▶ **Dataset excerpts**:
=======
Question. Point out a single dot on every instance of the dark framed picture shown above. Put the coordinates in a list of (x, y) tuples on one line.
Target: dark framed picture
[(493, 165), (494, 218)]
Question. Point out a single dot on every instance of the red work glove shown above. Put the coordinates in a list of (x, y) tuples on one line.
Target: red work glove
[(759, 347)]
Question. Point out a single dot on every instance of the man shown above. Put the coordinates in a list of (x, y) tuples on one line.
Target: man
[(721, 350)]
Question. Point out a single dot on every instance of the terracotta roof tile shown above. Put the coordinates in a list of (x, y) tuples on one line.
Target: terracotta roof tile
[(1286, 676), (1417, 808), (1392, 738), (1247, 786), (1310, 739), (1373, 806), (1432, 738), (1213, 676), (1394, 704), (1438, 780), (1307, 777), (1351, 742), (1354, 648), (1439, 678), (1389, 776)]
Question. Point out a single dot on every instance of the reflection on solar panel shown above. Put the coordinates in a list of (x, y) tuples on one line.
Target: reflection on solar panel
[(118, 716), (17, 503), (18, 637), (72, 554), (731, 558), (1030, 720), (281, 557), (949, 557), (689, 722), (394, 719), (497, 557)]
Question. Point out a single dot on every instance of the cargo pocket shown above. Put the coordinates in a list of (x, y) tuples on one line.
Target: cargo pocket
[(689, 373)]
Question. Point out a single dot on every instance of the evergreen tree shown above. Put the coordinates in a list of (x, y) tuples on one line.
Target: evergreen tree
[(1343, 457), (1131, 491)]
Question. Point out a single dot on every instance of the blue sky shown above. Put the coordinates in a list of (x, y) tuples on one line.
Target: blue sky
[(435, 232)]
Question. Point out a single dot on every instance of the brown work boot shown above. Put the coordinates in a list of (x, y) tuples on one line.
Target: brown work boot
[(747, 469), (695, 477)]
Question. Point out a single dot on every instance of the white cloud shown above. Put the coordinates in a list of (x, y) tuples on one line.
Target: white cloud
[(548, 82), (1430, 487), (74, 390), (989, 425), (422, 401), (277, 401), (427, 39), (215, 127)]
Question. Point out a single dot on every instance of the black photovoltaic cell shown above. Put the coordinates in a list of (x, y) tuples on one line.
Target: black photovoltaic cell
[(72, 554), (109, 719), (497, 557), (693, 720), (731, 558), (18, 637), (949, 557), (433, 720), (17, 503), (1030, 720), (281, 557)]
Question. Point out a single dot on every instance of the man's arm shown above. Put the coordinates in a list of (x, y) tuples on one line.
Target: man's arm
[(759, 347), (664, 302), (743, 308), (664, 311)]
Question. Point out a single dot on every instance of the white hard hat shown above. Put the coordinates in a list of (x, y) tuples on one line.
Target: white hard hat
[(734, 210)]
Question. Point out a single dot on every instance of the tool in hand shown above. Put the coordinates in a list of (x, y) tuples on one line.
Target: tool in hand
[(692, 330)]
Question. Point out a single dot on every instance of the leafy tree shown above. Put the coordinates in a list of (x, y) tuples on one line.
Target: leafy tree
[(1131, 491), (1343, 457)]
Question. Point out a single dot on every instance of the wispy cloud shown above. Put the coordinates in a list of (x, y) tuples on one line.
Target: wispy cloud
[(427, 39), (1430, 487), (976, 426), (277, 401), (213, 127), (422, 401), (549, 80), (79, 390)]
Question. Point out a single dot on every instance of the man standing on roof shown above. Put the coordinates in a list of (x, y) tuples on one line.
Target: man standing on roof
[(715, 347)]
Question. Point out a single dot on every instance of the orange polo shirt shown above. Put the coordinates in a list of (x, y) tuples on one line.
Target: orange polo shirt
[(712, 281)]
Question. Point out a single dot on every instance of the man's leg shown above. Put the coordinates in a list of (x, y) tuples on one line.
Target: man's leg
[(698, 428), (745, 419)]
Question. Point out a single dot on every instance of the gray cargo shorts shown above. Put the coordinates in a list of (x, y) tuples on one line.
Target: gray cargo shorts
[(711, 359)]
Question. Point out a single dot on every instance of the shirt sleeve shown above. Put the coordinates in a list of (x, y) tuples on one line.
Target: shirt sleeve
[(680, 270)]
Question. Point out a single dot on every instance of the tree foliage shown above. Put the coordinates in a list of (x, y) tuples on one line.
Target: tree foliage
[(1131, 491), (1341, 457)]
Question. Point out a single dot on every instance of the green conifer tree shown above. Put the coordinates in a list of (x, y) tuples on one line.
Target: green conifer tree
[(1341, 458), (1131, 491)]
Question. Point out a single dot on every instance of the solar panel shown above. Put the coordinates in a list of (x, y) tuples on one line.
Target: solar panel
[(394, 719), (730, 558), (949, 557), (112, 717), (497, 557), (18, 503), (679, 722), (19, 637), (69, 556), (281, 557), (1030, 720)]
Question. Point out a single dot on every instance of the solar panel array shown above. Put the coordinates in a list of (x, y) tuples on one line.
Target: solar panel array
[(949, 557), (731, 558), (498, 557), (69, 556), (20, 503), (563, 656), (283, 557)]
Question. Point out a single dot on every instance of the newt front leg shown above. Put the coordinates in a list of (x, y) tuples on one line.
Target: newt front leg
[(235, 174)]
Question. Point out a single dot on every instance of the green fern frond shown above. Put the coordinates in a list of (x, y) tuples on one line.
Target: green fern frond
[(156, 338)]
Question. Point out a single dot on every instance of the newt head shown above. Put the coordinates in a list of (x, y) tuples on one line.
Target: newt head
=======
Taking the line with "the green conifer" as the start and the last line of the data above as the end, write out those two lines and every line between them exactly, and only those.

Question. Point out a single dot on every instance of the green conifer tree shown above. Put the coordinates in a list of (x, y) tuples on one line.
Target: green conifer tree
[(1341, 458), (1131, 491)]
Question. Point out a single dot on every instance of the solar panel shown above. Put the coordinates in a list of (x, y) tuples on one line.
Target: solar panel
[(394, 719), (730, 558), (949, 557), (112, 717), (497, 557), (18, 503), (679, 722), (19, 637), (69, 556), (281, 557), (1030, 720)]
Question. Point out a single dot on every instance of the solar panel array shown above. Put the coordinates in a list of (x, y) tuples on one line.
Target: solar panel array
[(949, 557), (731, 558), (498, 557), (69, 556), (20, 503), (563, 656), (283, 557)]
Question. Point out a single dot on every instance of the newt front leg shown above. Put the coordinates in a list of (x, y) tuples on one line.
Target: newt front leg
[(235, 174)]
Question. Point out a single dot on every instance of the green fern frond shown above. Put the coordinates in a list of (x, y) tuples on one line.
Target: green fern frond
[(156, 338)]
Question. Point out a single dot on every instance of the newt head shown above. Put the coordinates in a list of (x, y) tuples on one line.
Target: newt head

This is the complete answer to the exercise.